AIM OF THE TASK
Can you render every line of the material below as a numbered list, skipping any blank lines and leaving the pictures out?

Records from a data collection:
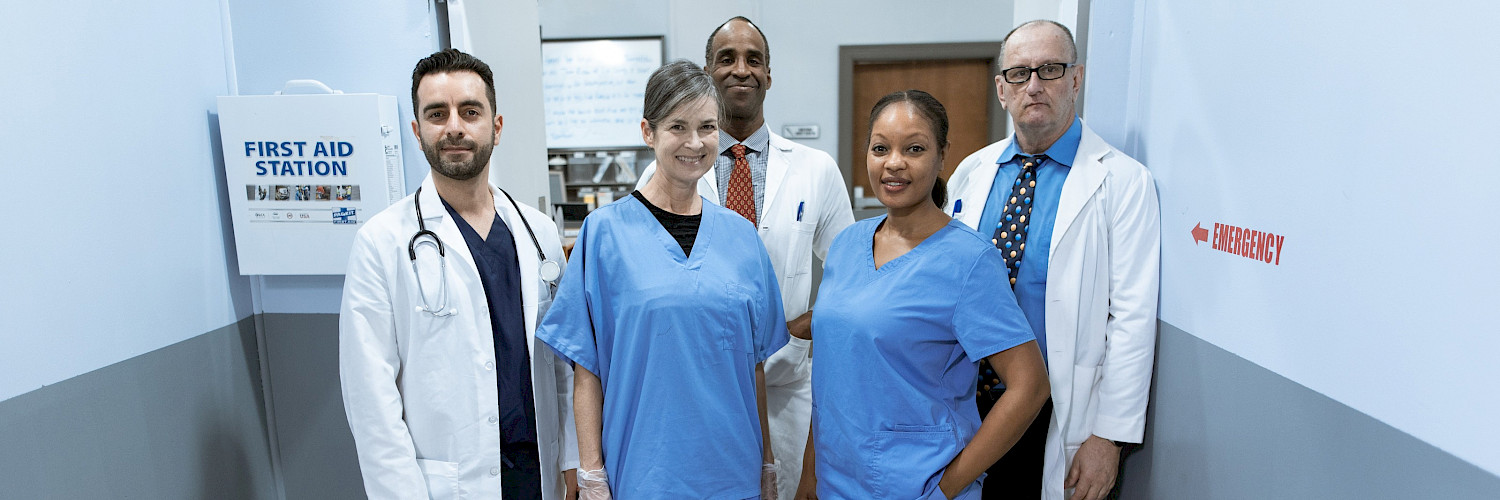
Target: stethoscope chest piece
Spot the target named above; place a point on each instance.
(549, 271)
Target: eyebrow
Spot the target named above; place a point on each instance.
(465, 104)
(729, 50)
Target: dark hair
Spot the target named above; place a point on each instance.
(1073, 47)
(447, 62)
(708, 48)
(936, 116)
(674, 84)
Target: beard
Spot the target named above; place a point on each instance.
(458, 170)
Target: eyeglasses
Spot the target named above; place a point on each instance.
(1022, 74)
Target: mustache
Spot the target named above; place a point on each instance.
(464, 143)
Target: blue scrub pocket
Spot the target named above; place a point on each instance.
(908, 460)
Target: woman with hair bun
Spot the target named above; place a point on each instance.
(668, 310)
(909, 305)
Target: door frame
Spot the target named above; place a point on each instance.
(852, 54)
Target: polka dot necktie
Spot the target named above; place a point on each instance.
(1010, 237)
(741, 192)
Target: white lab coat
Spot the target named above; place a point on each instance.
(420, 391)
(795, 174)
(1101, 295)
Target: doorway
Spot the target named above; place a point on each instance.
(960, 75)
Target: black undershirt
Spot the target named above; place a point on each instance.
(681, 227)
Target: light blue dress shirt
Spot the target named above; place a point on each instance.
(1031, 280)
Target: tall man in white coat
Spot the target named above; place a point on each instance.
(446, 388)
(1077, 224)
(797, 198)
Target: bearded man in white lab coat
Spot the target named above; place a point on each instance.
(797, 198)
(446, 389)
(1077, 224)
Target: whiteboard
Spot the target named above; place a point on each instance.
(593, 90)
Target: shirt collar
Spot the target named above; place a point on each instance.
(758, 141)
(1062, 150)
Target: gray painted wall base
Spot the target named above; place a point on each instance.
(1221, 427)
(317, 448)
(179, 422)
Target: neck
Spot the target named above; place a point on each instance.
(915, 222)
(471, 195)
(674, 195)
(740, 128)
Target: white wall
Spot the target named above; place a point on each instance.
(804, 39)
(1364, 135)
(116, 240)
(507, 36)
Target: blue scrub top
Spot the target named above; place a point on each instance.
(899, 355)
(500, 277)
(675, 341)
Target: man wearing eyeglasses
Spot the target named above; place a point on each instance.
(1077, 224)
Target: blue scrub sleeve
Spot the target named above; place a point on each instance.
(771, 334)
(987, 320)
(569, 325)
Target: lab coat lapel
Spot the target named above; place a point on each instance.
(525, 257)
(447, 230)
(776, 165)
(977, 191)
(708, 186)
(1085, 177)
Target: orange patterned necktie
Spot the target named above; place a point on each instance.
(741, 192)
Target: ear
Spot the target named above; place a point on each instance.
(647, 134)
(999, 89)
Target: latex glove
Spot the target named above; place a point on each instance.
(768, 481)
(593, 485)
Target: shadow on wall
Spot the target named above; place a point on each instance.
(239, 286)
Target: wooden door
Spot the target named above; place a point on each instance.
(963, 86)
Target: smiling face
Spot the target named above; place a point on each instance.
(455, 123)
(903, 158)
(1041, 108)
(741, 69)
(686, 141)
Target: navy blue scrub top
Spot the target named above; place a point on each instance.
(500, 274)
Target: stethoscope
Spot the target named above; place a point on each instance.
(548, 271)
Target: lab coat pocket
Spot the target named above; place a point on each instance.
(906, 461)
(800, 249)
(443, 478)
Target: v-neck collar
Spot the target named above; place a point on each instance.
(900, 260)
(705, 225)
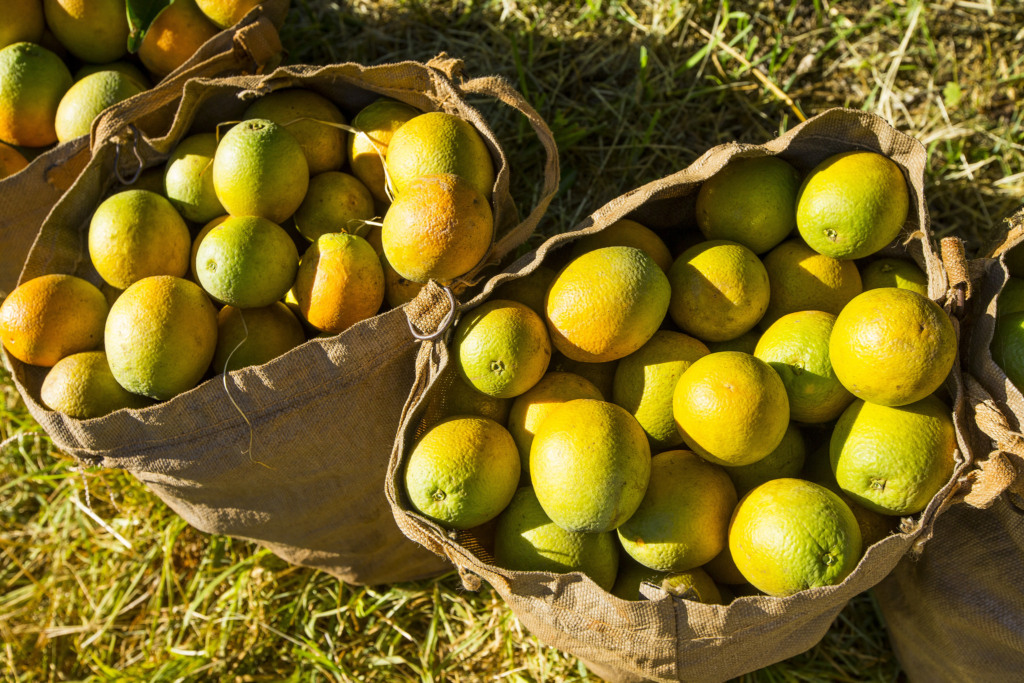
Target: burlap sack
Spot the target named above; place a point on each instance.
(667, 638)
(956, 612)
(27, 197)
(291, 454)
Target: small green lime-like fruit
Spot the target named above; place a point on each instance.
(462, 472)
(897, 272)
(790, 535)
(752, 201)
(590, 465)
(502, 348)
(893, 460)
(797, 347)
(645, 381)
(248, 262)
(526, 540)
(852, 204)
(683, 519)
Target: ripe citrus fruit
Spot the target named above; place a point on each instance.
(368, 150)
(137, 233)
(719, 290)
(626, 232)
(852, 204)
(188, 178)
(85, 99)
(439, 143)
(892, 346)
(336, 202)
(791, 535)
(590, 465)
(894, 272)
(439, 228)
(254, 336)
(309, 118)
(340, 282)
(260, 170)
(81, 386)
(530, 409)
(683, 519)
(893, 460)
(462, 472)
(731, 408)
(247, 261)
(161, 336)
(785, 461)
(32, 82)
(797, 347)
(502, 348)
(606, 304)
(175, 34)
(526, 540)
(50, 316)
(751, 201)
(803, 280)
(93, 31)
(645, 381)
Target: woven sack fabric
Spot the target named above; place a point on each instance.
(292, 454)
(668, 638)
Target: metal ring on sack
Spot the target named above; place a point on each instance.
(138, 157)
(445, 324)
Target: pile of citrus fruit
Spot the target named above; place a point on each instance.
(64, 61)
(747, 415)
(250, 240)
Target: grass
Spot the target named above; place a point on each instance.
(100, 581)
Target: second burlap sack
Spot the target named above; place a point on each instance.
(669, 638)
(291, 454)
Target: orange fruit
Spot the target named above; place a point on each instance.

FINAL RESULT
1. Target: stethoscope chest piece
2. Spot the target named above; place a point on each instance.
3. (549, 271)
4. Target: eyebrow
5. Spot the target named above; place a point on each instance.
6. (465, 104)
7. (729, 50)
8. Target: dark hair
9. Spot the target named above; place a point on each instance.
10. (1073, 47)
11. (447, 62)
12. (708, 48)
13. (936, 116)
14. (674, 84)
15. Target: beard
16. Spot the target named above; place a point on each instance.
17. (458, 170)
18. Target: eyeglasses
19. Spot the target named above; place a point on each instance.
20. (1022, 74)
21. Target: mustache
22. Spot the target named above; place a point on each instance.
23. (464, 143)
24. Target: blue scrub pocket
25. Spot the target named above; place a point on each instance.
26. (908, 460)
27. Target: woman with hair bun
28. Spot the target named above; place a point on each instance.
29. (668, 310)
30. (909, 305)
31. Target: door frame
32. Spot the target named above; place a point on each instance.
33. (852, 54)
34. Target: polka dot necktie
35. Spot the target named above; place a point on each instance.
36. (1010, 237)
37. (741, 192)
38. Target: white lab coat
39. Spot the target named above; place a point on each instance.
40. (420, 391)
41. (795, 174)
42. (1101, 295)
43. Target: doorway
44. Spot the target named above; place a point on each instance.
45. (960, 75)
46. Target: black undershirt
47. Spot the target named above; place a point on each instance.
48. (681, 227)
49. Target: light blue dress shirt
50. Spot the target named above; place a point on each instance.
51. (1031, 280)
52. Target: tall man in white coat
53. Spot the target named above; place a point on each instance.
54. (446, 388)
55. (1077, 224)
56. (797, 198)
57. Target: bearded man in white lab coat
58. Spot the target named above; place a point on each instance.
59. (797, 198)
60. (446, 389)
61. (1077, 224)
62. Target: whiteboard
63. Spot the target named above; place a point on each instance.
64. (593, 90)
65. Target: shirt collar
66. Spot the target named above; place a point on each instance.
67. (758, 141)
68. (1062, 150)
69. Target: gray painted wall base
70. Spot the target named above; place a point on each instance.
71. (1221, 427)
72. (317, 448)
73. (179, 422)
74. Target: neck
75. Spot the target named above; place a point on each instance.
76. (915, 222)
77. (471, 195)
78. (674, 195)
79. (740, 128)
80. Target: white wall
81. Spot the target named above; place a point on each instance.
82. (804, 39)
83. (1364, 135)
84. (116, 240)
85. (507, 36)
86. Target: blue scrub top
87. Spot the target named above; place a point on each instance.
88. (899, 355)
89. (500, 277)
90. (675, 341)
91. Target: man wearing eyeglasses
92. Spot the target named above; place a point on each instance.
93. (1077, 224)
94. Target: blue scrub sleeve
95. Spot the target named above; place a point on each instance.
96. (771, 334)
97. (987, 320)
98. (569, 325)
99. Target: lab coat lapel
100. Spot the target named above; place a point on each instance.
101. (525, 257)
102. (447, 230)
103. (776, 165)
104. (977, 191)
105. (708, 186)
106. (1085, 177)
107. Target: orange patterned necktie
108. Spot the target named above; place a point on each instance.
109. (741, 192)
110. Target: ear
111. Spot the target named above; place a point on each instance.
112. (647, 134)
113. (999, 89)
114. Target: latex glove
115. Spot the target named above; place a point on each instance.
116. (768, 481)
117. (593, 485)
118. Target: shadow on wall
119. Spot the target named above; place a point on each instance.
120. (239, 286)
121. Target: wooden door
122. Spot the target named above; place a point on each instance.
123. (963, 86)
124. Target: smiling face
125. Spot the target named above; place a point on each instance.
126. (455, 123)
127. (903, 158)
128. (1041, 108)
129. (741, 69)
130. (686, 141)
131. Target: navy blue scrub top
132. Spot the target named above; place a point on each instance.
133. (500, 274)
134. Target: stethoscope
135. Spot the target named above; place a point on each instance.
136. (548, 271)
137. Target: lab coat pocket
138. Spot the target named above; place a point on each instance.
139. (906, 461)
140. (800, 249)
141. (443, 478)
142. Target: v-neck collar
143. Spot the target named above; place a point on each instance.
144. (900, 260)
145. (705, 225)
146. Target: burlap sack
147. Spot the target named above; place a point on each instance.
148. (667, 638)
149. (956, 612)
150. (27, 197)
151. (291, 454)
152. Target: small green lime-like fruit
153. Spot the target named above; place a point on each instance.
154. (462, 472)
155. (897, 272)
156. (790, 535)
157. (752, 201)
158. (590, 465)
159. (502, 348)
160. (893, 460)
161. (797, 347)
162. (645, 381)
163. (248, 262)
164. (526, 540)
165. (852, 204)
166. (683, 519)
167. Target: ripe citrus fruit
168. Spot the target named above; place a point on each instance.
169. (368, 150)
170. (137, 233)
171. (719, 290)
172. (626, 232)
173. (852, 204)
174. (188, 178)
175. (85, 99)
176. (439, 143)
177. (892, 346)
178. (336, 202)
179. (791, 535)
180. (590, 465)
181. (894, 272)
182. (439, 228)
183. (254, 336)
184. (309, 118)
185. (340, 282)
186. (260, 170)
187. (81, 386)
188. (530, 409)
189. (683, 519)
190. (893, 460)
191. (462, 472)
192. (731, 408)
193. (247, 261)
194. (161, 336)
195. (785, 461)
196. (32, 82)
197. (797, 347)
198. (502, 348)
199. (606, 304)
200. (175, 34)
201. (526, 540)
202. (50, 316)
203. (751, 201)
204. (803, 280)
205. (93, 31)
206. (645, 381)
207. Target: woven sack fabric
208. Spot the target named above; place a point on each instance.
209. (292, 454)
210. (668, 638)
211. Target: metal ring on sack
212. Spot the target named above; place a point on each instance.
213. (138, 157)
214. (445, 324)
215. Target: pile of citrus fruit
216. Spot the target named above; place a point on each instance.
217. (64, 61)
218. (747, 415)
219. (250, 240)
220. Target: grass
221. Spot the target named above; place a point on each instance.
222. (100, 581)
223. Target: second burlap sack
224. Spot the target named above; place a point on each instance.
225. (669, 638)
226. (291, 454)
227. Target: orange fruit
228. Spot the target named above; place a point on each instance.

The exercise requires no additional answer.